> [Direction] Reproduce the stretch from the line containing "the dirt ground?" through the end of the items, replacing "background" with "exterior" and leaving everything else unchanged.

> [Source data]
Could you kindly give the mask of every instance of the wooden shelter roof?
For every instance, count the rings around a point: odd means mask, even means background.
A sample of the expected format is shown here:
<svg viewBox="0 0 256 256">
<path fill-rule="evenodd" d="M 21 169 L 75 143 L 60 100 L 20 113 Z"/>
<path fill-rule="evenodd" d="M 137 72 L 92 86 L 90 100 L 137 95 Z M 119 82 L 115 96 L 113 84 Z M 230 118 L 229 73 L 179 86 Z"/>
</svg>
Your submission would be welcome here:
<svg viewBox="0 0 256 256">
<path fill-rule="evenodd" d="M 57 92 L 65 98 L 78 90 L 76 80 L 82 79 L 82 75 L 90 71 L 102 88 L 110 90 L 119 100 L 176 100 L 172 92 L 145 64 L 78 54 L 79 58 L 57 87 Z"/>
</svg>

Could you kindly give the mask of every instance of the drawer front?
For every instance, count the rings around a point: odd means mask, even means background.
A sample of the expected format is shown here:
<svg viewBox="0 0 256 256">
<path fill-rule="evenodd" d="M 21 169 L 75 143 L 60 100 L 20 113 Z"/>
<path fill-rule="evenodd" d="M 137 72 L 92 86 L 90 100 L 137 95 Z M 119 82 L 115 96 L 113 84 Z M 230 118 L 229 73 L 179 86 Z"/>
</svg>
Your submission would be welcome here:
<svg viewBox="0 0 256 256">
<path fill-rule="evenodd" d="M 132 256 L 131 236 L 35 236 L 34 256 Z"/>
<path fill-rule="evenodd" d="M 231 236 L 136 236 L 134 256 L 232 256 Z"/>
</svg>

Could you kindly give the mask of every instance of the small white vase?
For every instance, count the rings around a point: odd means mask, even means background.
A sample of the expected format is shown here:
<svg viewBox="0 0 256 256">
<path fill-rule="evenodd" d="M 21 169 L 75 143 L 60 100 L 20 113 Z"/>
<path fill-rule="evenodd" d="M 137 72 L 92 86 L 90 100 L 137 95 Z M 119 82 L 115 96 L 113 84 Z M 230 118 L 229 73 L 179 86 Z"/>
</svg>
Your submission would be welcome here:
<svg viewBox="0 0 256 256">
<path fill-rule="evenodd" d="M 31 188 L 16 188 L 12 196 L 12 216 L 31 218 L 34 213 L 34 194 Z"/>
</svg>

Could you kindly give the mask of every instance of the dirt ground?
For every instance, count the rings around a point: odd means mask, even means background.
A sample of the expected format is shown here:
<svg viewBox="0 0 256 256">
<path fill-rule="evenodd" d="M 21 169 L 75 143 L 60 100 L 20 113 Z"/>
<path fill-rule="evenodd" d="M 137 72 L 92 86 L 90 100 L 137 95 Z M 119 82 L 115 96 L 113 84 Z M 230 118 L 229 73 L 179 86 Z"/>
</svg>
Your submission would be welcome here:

> [Complete answer]
Could you kindly give the mask of every instance of the dirt ground?
For every instance, count the rings around a point: odd means mask, even means exterior.
A sample of the expected format is shown here:
<svg viewBox="0 0 256 256">
<path fill-rule="evenodd" d="M 21 169 L 75 143 L 60 100 L 20 113 Z"/>
<path fill-rule="evenodd" d="M 137 72 L 92 86 L 90 100 L 137 95 Z M 119 82 L 115 96 L 113 84 Z M 230 118 L 229 73 L 179 86 Z"/>
</svg>
Your submission would be welcome here:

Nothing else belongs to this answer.